Passage to read:

◆ ◆ ◆ ◆

This library provide flexible functionality to compare and match strings. It is based on a lot of comparing algorithms and can be used to find similar strings in a list of strings.
<dependency>
<groupId>io.github.gobsex</groupId>
<artifactId>a-matcher</artifactId>
<version>1.1.1</version>
</dependency>
implementation 'io.github.gobsex:a-matcher:1.1.1'
StringSimilarityMatcher matcher = StringSimilarityMatcher.builder()
.filter(new ThresholdFilter(0.5))
.comparator(
StringComboComparator.builder()
.compareIgnoreCase(true)
.compareByWords(true)
.wordsComparingStrategy(WordsComparingStrategy.MAX)
.minWordLength(2)
.similarityThreshold(0.5)
.separator(" ")
.normalizeSpaces(true)
.comparingAlgorithm(ComparingAlgorithm.RATCLIFF_OBERSHELP)
.build()
)
.build();
SimilarityResult<String> result = matcher.find("Hello World",
List.of(
"word hello",
"Hello World!",
"test record",
" Hello World ")
);
{
"matches":[
{
"source":"Hello World",
"target":"test record",
"similarityCoefficient":0.2727272727272727
},
{
"source":"Hello World",
"target":"Hello World!",
"similarityCoefficient":0.8677685950413223
},
{
"source":"Hello World",
"target":"word hello",
"similarityCoefficient":1.0
},
{
"source":"Hello World",
"target":" Hello World ",
"similarityCoefficient":1.0
}
],
"bestMatch":{
"source":"Hello World",
"target":" Hello World ",
"similarityCoefficient":1.0
}
}
ThresholdFilter
- filter to exclude matches with a similarity coefficient less than the specified threshold.SimilarityResult
- this is a result of matching. It contains a list of matches and the best match.SimilarityRecord
- this is a match of strings. It contains a source string, a target string and a similarity coefficient.StringComboComparator
- this is a composite comparator. It can be used to compare strings by words and with ignore case, normalize spaces, etc.ComparingAlgorithm
- this is an enum with comparing algorithms.WordsComparingStrategy
- this is an enum with words comparing strategies.StringSimilarityMatcher
- this is a matcher to find suitable strings.

◆ ◆ ◆ ◆

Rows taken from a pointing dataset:
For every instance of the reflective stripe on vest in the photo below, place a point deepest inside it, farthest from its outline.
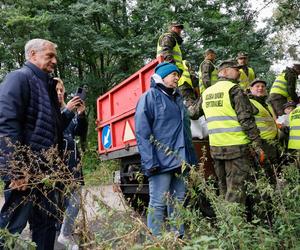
(185, 77)
(213, 77)
(246, 80)
(280, 86)
(223, 126)
(176, 52)
(294, 138)
(265, 122)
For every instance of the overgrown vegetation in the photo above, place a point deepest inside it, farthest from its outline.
(273, 224)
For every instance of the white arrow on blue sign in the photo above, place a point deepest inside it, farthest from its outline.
(106, 137)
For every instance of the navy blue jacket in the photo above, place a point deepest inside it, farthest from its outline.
(164, 118)
(29, 111)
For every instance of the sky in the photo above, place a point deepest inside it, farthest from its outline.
(266, 12)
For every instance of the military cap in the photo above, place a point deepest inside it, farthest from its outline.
(242, 55)
(289, 104)
(256, 81)
(177, 24)
(229, 64)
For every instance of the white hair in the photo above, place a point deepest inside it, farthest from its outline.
(36, 44)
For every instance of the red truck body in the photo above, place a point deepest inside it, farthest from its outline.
(115, 114)
(116, 134)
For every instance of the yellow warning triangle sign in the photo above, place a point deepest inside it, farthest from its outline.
(128, 133)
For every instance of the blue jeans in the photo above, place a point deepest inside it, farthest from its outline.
(72, 204)
(164, 189)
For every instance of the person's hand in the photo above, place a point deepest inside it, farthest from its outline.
(258, 154)
(74, 103)
(20, 184)
(81, 108)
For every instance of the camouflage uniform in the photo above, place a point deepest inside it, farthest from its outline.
(207, 67)
(191, 101)
(168, 42)
(233, 164)
(277, 100)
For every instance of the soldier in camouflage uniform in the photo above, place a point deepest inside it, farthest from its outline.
(208, 74)
(284, 89)
(232, 132)
(265, 121)
(189, 93)
(169, 44)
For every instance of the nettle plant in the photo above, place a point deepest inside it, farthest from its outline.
(269, 221)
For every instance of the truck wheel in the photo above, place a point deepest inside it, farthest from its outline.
(134, 185)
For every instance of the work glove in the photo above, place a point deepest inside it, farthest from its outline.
(260, 155)
(257, 153)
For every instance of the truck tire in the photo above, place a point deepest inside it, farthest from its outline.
(134, 185)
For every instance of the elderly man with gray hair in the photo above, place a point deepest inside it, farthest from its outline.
(30, 116)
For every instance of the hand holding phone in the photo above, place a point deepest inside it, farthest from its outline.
(81, 93)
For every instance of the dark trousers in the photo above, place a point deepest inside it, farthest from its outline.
(39, 209)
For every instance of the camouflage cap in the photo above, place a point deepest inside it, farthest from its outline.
(242, 55)
(177, 24)
(229, 64)
(256, 81)
(289, 104)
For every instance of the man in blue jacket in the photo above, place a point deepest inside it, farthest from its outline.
(164, 140)
(30, 116)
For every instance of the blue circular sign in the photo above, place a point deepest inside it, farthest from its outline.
(106, 137)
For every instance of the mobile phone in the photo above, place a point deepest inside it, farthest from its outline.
(81, 93)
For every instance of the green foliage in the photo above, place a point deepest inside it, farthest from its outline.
(14, 241)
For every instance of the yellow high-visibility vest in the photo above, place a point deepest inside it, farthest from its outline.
(246, 80)
(280, 86)
(186, 76)
(223, 126)
(176, 52)
(213, 77)
(294, 138)
(265, 122)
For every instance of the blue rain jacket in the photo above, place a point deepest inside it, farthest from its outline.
(164, 118)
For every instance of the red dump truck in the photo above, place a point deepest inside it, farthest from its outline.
(116, 132)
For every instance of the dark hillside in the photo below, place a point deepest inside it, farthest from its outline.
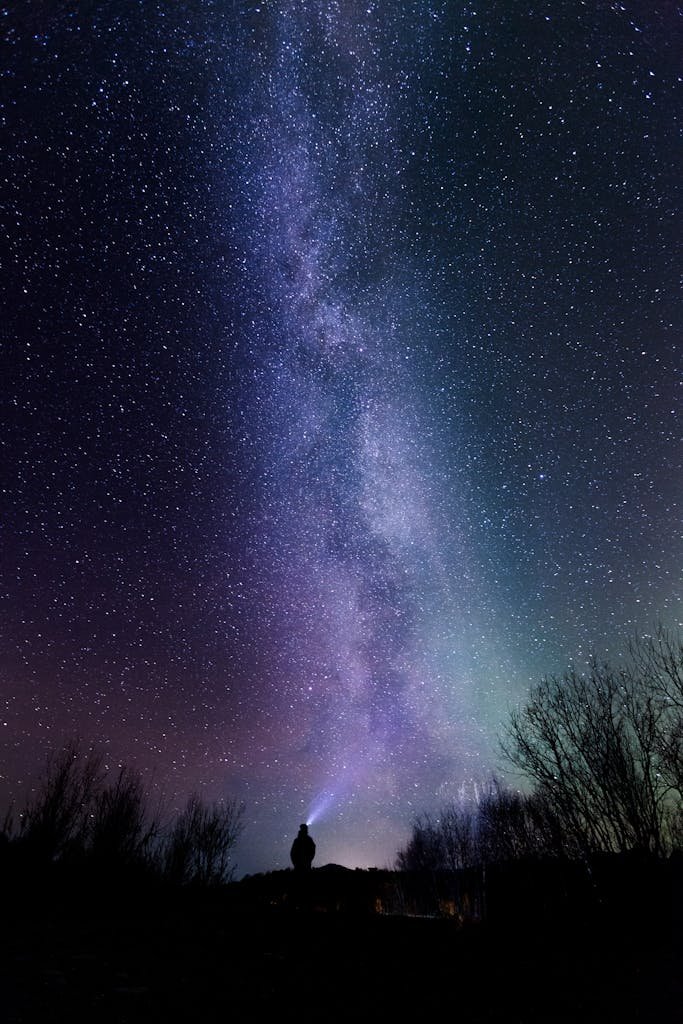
(182, 955)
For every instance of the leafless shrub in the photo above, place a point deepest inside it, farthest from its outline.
(201, 843)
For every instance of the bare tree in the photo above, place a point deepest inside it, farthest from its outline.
(424, 851)
(122, 829)
(56, 820)
(601, 749)
(201, 843)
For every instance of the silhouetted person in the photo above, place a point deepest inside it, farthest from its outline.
(303, 850)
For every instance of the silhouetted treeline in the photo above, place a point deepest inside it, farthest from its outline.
(88, 821)
(601, 758)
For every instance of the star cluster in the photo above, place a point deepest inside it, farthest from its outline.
(339, 406)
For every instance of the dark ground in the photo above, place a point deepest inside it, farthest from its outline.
(201, 957)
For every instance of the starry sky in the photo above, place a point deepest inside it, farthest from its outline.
(339, 366)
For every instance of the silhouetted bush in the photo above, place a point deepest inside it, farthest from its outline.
(88, 822)
(199, 846)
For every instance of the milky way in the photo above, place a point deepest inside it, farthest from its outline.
(342, 356)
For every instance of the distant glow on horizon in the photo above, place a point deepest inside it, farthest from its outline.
(340, 399)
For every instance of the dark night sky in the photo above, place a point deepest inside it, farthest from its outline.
(339, 365)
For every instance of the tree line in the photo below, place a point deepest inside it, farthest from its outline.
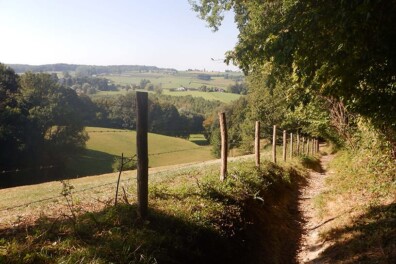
(325, 68)
(87, 70)
(42, 121)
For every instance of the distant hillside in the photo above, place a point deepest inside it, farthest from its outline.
(93, 69)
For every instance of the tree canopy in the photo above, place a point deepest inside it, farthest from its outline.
(340, 51)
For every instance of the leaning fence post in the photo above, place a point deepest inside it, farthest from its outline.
(119, 177)
(314, 146)
(224, 146)
(291, 145)
(142, 152)
(257, 144)
(298, 144)
(284, 144)
(274, 145)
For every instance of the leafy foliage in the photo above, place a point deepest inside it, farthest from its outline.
(342, 51)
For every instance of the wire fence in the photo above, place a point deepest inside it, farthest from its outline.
(46, 167)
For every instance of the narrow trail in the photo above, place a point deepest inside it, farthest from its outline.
(311, 245)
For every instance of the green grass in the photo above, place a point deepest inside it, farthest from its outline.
(104, 145)
(192, 215)
(167, 81)
(361, 205)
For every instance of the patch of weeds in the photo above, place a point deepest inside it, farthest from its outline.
(312, 163)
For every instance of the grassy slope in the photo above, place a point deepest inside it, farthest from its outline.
(192, 215)
(361, 205)
(185, 79)
(105, 144)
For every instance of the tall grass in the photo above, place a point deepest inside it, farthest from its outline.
(193, 218)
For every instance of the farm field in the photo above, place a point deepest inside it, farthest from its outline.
(167, 81)
(104, 145)
(211, 96)
(180, 79)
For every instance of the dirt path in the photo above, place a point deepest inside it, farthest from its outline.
(311, 245)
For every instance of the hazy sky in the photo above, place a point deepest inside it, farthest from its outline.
(164, 33)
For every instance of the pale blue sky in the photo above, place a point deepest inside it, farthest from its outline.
(163, 33)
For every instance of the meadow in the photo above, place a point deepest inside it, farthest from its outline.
(105, 145)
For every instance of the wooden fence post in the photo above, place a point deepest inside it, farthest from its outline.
(298, 144)
(142, 152)
(224, 146)
(119, 177)
(314, 146)
(274, 145)
(284, 145)
(257, 144)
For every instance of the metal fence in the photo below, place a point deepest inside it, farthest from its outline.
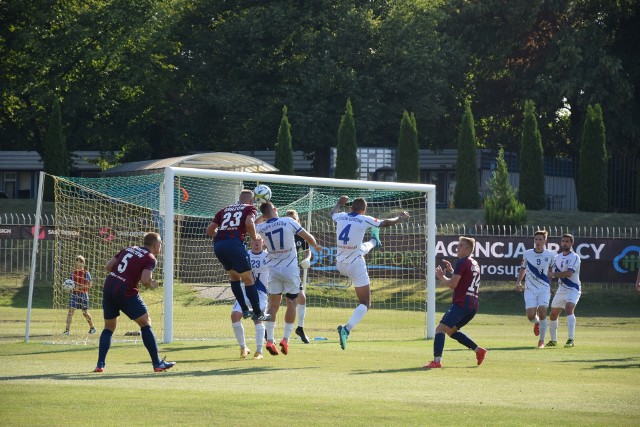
(15, 253)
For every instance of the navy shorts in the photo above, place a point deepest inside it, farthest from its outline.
(79, 300)
(457, 316)
(233, 255)
(114, 301)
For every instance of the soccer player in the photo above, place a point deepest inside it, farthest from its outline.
(260, 270)
(465, 282)
(284, 273)
(124, 271)
(350, 229)
(228, 229)
(535, 270)
(79, 296)
(567, 271)
(305, 261)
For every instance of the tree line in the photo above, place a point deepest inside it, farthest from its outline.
(160, 78)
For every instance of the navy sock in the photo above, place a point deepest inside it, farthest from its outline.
(254, 299)
(105, 344)
(464, 340)
(438, 345)
(149, 340)
(236, 288)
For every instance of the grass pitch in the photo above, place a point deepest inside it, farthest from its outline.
(373, 382)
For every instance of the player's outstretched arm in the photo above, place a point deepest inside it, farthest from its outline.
(392, 221)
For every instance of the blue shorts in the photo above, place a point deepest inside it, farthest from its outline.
(79, 300)
(457, 316)
(114, 301)
(233, 255)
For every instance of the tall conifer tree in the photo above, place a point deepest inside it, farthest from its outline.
(467, 194)
(408, 156)
(592, 176)
(347, 150)
(284, 150)
(56, 157)
(531, 186)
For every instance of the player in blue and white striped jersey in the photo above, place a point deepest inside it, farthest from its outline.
(350, 229)
(567, 271)
(535, 270)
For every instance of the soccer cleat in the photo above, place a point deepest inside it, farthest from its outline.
(302, 335)
(433, 365)
(344, 334)
(244, 352)
(262, 317)
(375, 235)
(284, 346)
(271, 348)
(480, 355)
(163, 366)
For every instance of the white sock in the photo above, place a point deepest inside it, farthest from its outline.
(259, 336)
(301, 312)
(271, 328)
(238, 330)
(571, 325)
(553, 329)
(543, 329)
(367, 246)
(288, 328)
(357, 316)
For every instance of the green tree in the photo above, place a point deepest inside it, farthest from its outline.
(56, 156)
(501, 206)
(408, 156)
(592, 175)
(284, 151)
(347, 149)
(467, 194)
(531, 186)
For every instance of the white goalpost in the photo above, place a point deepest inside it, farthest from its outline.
(96, 217)
(425, 208)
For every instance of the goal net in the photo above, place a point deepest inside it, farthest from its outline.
(95, 218)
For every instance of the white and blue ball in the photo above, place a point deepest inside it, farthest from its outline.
(68, 285)
(262, 193)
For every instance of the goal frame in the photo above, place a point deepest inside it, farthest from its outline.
(167, 205)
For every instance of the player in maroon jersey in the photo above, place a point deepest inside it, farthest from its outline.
(124, 271)
(229, 228)
(465, 283)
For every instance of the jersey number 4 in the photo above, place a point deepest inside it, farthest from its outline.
(344, 234)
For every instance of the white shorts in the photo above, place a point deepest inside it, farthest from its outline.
(284, 280)
(356, 271)
(563, 295)
(536, 297)
(261, 295)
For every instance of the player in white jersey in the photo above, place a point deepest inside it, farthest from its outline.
(535, 269)
(258, 259)
(284, 273)
(350, 230)
(567, 271)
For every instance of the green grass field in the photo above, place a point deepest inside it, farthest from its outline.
(373, 382)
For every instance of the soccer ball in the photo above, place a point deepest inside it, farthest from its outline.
(262, 193)
(68, 285)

◆ ◆ ◆ ◆

Exercises to complete:
a - Check each statement against the string matching library page: (i) the example comparator ignores case; (ii) the library version given is 1.2.0; (iii) ThresholdFilter excludes matches with a similarity coefficient greater than the threshold. Answer yes or no for each and quote the deciding words.
b - According to the string matching library page, which comparing algorithm does the example comparator use?
c - Retype the string matching library page from "<dependency>" up to and including "matcher = StringSimilarityMatcher.builder()".

Answer list:
a -
(i) Yes: ".compareIgnoreCase(true)"
(ii) No: "<version>1.1.1</version>"
(iii) No: "filter to exclude matches with a similarity coefficient less than the specified threshold"

b - ComparingAlgorithm.RATCLIFF_OBERSHELP

c -
<dependency>
<groupId>io.github.gobsex</groupId>
<artifactId>a-matcher</artifactId>
<version>1.1.1</version>
</dependency>
implementation 'io.github.gobsex:a-matcher:1.1.1'
StringSimilarityMatcher matcher = StringSimilarityMatcher.builder()